-------- SOURCE DATA --------
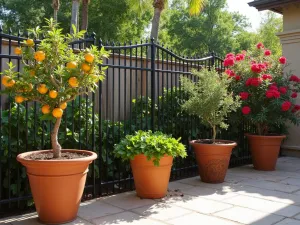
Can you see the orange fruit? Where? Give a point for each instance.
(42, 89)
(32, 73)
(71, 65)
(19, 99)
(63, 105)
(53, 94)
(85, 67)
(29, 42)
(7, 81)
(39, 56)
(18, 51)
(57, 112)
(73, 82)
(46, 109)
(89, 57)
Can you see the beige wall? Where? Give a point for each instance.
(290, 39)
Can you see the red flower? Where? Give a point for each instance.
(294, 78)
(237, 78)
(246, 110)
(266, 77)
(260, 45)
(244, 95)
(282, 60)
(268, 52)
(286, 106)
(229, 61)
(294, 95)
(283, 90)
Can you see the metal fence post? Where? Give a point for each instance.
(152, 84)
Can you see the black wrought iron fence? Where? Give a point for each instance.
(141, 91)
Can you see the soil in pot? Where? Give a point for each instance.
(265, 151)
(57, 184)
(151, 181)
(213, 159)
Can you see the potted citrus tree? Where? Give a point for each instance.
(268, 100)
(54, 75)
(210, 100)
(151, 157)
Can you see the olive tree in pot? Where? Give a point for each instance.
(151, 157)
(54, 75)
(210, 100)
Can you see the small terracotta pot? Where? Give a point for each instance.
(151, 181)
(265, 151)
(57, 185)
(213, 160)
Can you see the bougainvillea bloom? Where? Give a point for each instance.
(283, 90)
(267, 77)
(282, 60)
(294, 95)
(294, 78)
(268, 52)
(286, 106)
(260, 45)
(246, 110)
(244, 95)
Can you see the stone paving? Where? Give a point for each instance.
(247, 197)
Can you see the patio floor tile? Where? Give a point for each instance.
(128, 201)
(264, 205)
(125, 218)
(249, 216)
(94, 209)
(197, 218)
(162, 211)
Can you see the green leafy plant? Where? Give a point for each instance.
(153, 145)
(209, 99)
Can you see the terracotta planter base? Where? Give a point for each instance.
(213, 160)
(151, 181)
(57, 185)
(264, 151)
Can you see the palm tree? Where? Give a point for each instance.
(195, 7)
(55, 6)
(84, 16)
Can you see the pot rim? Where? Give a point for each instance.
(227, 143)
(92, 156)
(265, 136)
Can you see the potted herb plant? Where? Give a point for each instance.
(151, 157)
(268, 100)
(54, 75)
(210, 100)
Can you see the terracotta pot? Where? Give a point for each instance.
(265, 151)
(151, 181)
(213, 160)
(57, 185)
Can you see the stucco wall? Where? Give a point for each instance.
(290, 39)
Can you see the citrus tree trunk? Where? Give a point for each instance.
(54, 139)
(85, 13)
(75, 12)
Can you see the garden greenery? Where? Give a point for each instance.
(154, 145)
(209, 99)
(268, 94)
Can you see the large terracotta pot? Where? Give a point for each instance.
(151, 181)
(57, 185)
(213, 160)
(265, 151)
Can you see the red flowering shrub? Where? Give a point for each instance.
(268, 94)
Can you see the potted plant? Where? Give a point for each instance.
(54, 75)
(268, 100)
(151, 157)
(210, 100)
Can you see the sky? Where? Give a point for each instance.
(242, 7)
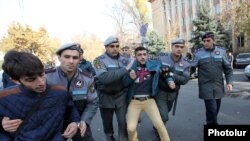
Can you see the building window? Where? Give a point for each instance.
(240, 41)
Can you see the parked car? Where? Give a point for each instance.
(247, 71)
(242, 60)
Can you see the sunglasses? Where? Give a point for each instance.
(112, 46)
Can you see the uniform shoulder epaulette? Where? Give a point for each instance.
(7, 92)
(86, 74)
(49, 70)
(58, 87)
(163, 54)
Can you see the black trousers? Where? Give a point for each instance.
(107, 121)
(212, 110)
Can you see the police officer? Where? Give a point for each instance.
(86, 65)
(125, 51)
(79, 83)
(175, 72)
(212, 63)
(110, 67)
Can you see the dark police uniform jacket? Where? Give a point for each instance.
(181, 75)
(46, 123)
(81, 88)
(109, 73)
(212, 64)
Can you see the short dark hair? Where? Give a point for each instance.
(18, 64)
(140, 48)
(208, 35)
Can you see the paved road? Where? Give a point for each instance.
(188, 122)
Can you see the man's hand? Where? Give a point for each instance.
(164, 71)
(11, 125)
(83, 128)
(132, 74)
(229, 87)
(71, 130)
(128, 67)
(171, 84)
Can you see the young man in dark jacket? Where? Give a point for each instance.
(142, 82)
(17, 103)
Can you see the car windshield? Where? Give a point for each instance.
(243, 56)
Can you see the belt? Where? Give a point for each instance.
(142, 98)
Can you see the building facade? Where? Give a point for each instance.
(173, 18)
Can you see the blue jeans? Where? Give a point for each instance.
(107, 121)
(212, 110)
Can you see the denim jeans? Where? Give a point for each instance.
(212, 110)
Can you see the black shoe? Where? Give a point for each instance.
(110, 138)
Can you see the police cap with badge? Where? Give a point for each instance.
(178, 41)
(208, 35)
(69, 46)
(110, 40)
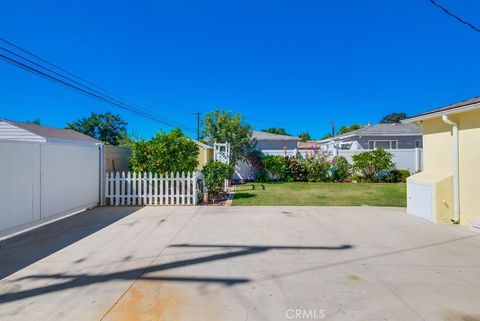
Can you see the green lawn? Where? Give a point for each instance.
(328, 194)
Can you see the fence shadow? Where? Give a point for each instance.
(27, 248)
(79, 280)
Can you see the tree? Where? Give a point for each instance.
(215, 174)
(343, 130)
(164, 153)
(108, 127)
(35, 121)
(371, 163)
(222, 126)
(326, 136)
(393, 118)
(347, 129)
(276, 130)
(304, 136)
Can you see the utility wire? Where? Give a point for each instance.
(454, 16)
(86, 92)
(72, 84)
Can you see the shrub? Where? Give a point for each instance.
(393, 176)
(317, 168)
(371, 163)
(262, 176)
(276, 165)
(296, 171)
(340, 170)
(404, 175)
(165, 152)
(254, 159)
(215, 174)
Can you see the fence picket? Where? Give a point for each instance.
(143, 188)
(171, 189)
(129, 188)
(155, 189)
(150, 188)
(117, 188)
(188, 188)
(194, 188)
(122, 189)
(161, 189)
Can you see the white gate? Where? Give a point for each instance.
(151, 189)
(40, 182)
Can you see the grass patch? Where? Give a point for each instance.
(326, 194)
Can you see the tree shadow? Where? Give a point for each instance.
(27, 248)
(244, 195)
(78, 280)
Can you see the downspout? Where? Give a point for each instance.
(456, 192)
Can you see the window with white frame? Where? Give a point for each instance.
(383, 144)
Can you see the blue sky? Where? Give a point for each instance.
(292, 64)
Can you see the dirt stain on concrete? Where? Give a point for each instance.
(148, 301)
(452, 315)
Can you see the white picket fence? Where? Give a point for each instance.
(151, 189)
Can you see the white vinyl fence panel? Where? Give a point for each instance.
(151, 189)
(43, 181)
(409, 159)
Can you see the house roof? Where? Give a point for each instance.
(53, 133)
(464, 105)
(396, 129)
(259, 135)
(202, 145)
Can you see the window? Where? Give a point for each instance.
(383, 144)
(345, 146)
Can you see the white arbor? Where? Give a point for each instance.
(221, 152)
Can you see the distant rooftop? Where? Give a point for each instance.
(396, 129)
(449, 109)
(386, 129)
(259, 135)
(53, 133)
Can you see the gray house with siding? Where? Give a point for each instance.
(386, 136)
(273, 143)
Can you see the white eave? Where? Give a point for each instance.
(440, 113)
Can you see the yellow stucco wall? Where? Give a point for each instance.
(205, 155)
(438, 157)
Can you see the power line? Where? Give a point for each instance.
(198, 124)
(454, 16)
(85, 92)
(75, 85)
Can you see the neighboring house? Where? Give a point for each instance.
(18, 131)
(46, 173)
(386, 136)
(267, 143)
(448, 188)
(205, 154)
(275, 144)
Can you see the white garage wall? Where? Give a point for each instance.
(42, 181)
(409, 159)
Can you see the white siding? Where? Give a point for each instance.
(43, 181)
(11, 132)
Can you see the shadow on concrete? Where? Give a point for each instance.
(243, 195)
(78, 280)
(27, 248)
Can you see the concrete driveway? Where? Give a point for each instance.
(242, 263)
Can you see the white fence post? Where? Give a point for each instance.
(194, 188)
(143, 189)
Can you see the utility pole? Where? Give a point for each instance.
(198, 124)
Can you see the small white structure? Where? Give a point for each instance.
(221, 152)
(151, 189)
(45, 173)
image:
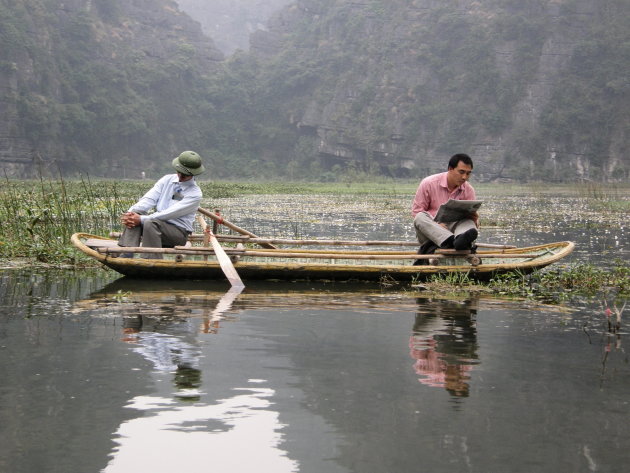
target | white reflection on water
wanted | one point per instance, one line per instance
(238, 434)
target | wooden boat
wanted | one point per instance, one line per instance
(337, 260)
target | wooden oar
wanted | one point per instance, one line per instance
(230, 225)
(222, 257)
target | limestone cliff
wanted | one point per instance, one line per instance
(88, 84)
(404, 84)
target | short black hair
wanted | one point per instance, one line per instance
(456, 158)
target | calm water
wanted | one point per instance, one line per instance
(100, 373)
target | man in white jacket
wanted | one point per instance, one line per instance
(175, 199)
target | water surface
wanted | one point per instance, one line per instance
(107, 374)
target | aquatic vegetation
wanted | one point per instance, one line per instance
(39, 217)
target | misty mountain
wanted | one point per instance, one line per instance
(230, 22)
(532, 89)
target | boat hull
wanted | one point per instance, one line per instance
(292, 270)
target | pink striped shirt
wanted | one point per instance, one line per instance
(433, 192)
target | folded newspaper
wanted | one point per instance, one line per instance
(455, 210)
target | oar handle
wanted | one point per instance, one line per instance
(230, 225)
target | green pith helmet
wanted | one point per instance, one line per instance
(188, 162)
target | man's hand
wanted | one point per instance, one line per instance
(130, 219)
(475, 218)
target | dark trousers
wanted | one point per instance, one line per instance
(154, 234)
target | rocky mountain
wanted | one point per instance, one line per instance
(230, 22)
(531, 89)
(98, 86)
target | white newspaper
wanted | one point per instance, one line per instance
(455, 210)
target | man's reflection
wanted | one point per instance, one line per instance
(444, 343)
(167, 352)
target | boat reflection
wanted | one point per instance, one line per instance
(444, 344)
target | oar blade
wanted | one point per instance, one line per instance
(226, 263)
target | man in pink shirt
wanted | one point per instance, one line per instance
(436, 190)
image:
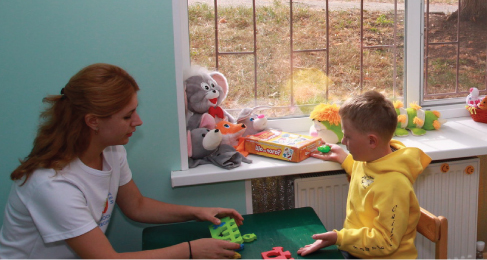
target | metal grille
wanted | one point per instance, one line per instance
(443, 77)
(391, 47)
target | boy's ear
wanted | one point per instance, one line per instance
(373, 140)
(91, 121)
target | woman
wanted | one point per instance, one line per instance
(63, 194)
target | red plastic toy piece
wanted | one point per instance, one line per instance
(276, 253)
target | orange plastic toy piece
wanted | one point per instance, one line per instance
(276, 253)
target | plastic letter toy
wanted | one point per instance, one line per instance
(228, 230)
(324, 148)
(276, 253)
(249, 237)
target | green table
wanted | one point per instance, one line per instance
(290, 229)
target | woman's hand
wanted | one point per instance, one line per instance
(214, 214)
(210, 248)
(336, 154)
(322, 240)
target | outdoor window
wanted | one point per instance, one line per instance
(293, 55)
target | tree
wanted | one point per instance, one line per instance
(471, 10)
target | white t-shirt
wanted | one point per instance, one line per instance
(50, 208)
--------
§ AIM OF THE EXERCISE
Write out each line above with the word "mountain".

§ EXERCISE OUTPUT
target | misty mountain
target | rocky mountain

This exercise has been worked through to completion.